Go through the lines below and copy any that hold the string "jersey".

◇ ◇ ◇ ◇ ◇ ◇ ◇

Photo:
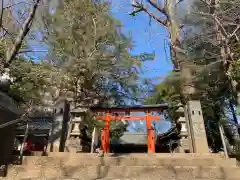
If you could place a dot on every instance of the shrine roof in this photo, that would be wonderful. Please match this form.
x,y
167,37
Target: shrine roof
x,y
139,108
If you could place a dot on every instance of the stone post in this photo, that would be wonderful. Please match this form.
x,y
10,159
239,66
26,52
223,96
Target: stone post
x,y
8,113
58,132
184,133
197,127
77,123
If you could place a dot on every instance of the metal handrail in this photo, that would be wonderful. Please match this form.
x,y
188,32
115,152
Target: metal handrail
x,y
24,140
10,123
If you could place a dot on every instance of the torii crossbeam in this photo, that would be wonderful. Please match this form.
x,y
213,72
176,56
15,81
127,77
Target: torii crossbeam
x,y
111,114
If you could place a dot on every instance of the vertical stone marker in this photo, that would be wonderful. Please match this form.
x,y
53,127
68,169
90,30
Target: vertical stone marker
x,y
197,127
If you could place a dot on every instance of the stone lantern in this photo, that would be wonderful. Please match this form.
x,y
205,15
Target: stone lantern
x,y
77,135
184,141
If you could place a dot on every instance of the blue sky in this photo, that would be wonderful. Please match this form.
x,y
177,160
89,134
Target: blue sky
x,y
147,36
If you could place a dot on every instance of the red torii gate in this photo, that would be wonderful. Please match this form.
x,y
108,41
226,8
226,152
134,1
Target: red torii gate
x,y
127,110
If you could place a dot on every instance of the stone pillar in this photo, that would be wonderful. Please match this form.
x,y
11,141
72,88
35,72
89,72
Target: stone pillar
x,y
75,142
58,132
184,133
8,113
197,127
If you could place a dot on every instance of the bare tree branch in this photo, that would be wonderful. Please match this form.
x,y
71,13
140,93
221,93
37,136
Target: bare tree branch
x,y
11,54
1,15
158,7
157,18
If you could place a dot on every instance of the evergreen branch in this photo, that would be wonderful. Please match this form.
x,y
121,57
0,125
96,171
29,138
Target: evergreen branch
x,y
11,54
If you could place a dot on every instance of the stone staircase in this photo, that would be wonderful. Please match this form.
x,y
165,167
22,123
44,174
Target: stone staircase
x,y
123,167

◇ ◇ ◇ ◇ ◇ ◇ ◇

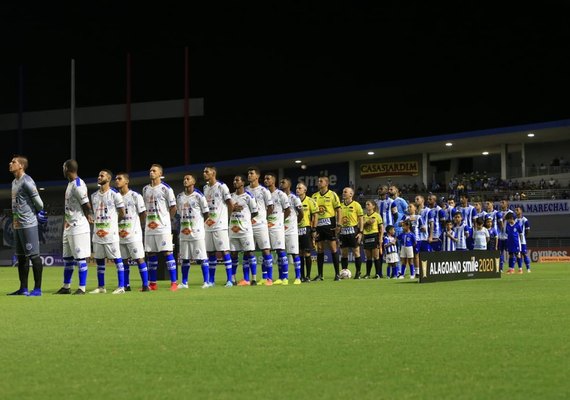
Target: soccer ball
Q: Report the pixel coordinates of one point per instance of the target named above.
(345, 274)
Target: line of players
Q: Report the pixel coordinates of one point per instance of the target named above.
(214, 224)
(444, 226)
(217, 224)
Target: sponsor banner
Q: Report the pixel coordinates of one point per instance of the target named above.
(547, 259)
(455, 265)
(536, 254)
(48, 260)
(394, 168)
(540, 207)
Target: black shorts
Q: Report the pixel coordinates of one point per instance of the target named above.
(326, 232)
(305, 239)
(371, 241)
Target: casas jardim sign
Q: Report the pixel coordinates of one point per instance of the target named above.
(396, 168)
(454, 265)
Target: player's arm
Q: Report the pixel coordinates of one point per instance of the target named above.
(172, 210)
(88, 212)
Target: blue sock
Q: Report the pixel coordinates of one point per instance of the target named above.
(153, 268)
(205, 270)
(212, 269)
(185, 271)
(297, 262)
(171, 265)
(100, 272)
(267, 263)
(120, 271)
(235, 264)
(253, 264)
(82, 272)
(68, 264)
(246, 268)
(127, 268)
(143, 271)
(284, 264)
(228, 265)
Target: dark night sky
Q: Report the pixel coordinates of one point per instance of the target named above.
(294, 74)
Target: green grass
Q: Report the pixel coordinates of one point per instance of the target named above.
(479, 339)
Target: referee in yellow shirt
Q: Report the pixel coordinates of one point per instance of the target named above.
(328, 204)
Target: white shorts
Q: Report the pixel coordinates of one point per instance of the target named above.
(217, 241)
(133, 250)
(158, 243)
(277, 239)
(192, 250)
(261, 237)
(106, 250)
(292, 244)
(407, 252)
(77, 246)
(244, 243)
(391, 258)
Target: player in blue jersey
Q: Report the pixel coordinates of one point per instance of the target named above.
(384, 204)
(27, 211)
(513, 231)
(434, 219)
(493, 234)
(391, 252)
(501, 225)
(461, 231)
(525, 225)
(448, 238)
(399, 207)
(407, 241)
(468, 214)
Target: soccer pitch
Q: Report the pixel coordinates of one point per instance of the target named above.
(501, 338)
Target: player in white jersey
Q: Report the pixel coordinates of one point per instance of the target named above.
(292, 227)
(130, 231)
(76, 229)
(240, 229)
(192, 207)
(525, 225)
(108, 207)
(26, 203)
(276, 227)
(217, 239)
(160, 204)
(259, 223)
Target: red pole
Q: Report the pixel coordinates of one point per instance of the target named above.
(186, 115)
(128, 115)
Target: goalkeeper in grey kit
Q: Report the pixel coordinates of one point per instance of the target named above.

◇ ◇ ◇ ◇ ◇ ◇ ◇

◆ Task response:
Target: player in blue jersey
Target: player in white jersey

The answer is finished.